● Assignment:
Only the lines from the one containing "Target: white sign board" through the last line of the data are to be written out, exactly and in full.

● Recorded data:
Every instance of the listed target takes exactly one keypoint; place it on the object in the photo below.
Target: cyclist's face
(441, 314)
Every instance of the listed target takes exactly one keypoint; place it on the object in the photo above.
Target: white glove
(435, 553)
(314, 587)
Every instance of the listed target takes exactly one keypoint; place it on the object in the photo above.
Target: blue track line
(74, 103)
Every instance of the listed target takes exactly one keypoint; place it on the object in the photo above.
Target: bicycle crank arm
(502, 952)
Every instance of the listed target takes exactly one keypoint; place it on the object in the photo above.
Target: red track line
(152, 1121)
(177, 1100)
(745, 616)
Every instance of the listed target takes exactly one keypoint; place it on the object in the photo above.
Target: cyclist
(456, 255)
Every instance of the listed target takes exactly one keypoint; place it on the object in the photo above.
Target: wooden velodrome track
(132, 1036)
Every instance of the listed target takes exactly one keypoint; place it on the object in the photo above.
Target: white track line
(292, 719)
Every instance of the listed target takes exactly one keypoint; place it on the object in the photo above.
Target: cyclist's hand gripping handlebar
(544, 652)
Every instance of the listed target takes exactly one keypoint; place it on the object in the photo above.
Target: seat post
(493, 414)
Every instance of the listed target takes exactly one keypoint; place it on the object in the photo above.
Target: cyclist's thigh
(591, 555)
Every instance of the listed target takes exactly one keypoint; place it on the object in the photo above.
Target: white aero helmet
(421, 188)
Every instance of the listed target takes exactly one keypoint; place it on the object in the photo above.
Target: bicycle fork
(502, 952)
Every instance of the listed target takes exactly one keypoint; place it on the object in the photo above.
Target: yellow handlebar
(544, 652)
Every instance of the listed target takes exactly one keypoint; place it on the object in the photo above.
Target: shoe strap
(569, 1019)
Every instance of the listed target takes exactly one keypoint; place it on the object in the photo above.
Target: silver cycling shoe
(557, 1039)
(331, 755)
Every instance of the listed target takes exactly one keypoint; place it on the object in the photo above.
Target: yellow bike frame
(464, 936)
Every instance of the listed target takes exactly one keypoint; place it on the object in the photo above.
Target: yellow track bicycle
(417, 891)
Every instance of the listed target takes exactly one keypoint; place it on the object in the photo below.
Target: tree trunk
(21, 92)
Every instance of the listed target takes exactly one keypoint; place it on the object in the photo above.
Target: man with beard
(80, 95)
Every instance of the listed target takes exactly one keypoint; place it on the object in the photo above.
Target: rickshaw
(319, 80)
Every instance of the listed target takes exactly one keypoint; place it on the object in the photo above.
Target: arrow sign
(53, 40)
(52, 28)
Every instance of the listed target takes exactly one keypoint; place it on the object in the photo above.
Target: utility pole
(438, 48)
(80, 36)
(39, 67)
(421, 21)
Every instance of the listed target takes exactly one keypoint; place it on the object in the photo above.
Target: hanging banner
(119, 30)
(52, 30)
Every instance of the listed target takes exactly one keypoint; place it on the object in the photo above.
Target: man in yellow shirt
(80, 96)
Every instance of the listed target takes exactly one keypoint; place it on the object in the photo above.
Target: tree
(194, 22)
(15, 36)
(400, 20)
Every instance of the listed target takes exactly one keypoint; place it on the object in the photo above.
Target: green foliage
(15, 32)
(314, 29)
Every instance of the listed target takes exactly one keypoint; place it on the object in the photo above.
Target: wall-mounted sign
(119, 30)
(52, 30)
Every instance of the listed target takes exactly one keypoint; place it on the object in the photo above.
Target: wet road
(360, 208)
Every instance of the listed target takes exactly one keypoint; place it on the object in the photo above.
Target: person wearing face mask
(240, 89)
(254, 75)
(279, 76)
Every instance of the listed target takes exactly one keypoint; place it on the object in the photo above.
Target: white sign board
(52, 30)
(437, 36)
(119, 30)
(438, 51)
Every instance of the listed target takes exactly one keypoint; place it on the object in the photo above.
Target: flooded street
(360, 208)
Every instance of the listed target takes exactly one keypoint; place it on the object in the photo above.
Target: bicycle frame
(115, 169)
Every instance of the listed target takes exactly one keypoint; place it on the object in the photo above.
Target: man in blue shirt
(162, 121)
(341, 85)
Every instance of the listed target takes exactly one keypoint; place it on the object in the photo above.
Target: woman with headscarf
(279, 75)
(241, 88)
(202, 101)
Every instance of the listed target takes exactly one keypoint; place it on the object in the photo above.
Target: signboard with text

● Task output:
Target: white sign board
(52, 30)
(437, 36)
(119, 30)
(438, 51)
Every instance of the listed target takes exactly one keypoint; place it on the object in the photo above.
Target: flooded street
(360, 208)
Every instance of the listed target takes exactly one keypoint; place it on the object in the photo above.
Target: bicycle frame
(115, 169)
Every instance of the listed target takes exactly one keypoint; place it on the object in the photo above.
Target: man in blue shirt
(162, 121)
(341, 85)
Every instance of the listed target takes exactly one keypoint; place it on the object in the photo above.
Target: woman with headscarf
(279, 75)
(241, 88)
(202, 101)
Every instance of the listed target takes exactly one keypoint; place it on the object in the photo above.
Target: signboard with text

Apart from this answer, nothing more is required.